Written instruction
From the entries below, keep only the lines that contain the string "left" and copy each of them out.

[Extracts from a box-labeled dataset]
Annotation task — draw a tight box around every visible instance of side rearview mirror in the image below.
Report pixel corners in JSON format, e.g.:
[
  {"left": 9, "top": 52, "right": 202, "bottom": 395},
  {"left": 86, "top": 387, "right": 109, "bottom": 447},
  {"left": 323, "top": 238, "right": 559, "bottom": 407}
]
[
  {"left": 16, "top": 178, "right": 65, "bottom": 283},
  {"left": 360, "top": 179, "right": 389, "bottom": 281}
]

Correct result
  {"left": 9, "top": 52, "right": 202, "bottom": 395},
  {"left": 86, "top": 387, "right": 109, "bottom": 447},
  {"left": 323, "top": 238, "right": 559, "bottom": 407}
  {"left": 16, "top": 178, "right": 65, "bottom": 283},
  {"left": 360, "top": 179, "right": 389, "bottom": 281}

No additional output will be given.